Выбранный отрывок >>
****************
Журнал Наш Современник - Журнал Наш Современник №2 (2004)
В тот же день, 28 августа, Корнилов отказался сложить с себя полномочия Верховного главнокомандующего и обратился с воззванием к народу: “...Беззаветная любовь к родине заставила меня в эти грозные минуты бытия отечества не подчиниться приказанию Временного Правительства и оставить за собой Верховное командование народными армиями и флотом”.
А утром 29 августа — перед разговором с генералом Романовским — из телеграммы Крымова Корнилов узнает, что армия в Петербурге его призыв не поддержала.
Шолохову, когда он воссоздавал разговор Корнилова с его ближайшим сподвижником генералом Романовским, надо было очень деликатно и художественно точно передать всю глубину переживаемого потрясения Корниловым — человеком сдержанной внутренней силы.
Вот откуда эта неожиданная, на первый взгляд — иррациональная деталь: после слов: “Рушится все! Нашу карту побьют...” (2, 151) во время разговора с Романовским — “Корнилов, суетливо выкидывая руку, пытался поймать порхавшую над ним крохотную лиловую бабочку…” (2, 151). Вот откуда его слова, адресованные Романовскому: “Сегодня я видел сон...” (2, 152). Сон Корнилова, в минуту краха всех его надежд, о котором он рассказывает в этот момент Романовскому, как бы подводил итог его жизни — в нем проходят и Карпаты, то есть 8-я армия, и Афганистан: “...Мы шли в горах, и уж как будто бы не в Карпатах, а где-то в Афганистане, по какой-то козьей тропе... камни и коричневый щебень сыпались из-под ног, а внизу за ущельем виднелся роскошный южный, облитый белым солнцем ландшафт...” (2, 152).
****************
Представленные сведения >>
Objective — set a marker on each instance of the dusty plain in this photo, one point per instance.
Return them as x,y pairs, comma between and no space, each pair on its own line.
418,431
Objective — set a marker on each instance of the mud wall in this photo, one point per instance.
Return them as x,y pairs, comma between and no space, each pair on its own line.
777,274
****************
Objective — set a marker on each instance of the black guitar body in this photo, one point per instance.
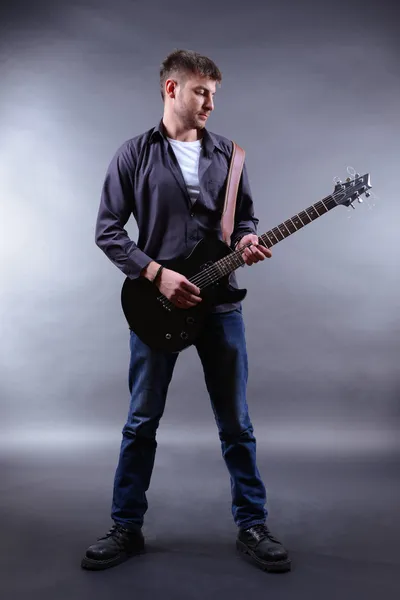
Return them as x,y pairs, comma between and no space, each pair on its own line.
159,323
****************
Набор заданий >>
1. Объясните по отрывку о Корнилове, почему в его разговоре с Романовским появляется деталь с лиловой бабочкой. Уложитесь в одно–три предложения.
2. Выберите из записей все строки, где встречается слово "photo".
Записи никак не связаны с отрывком.

Результаты заданий >>
1. Шолохову нужно было деликатно и художественно точно передать всю глубину потрясения, которое переживал Корнилов, человек сдержанной внутренней силы. Потрясение вызвала телеграмма Крымова: из нее утром 29 августа Корнилов узнал, что армия в Петербурге его призыв не поддержала.

2.
Objective — set a marker on each instance of the dusty plain in this photo, one point per instance.
Objective — set a marker on each instance of the mud wall in this photo, one point per instance.
Objective — set a marker on each instance of the black guitar body in this photo, one point per instance.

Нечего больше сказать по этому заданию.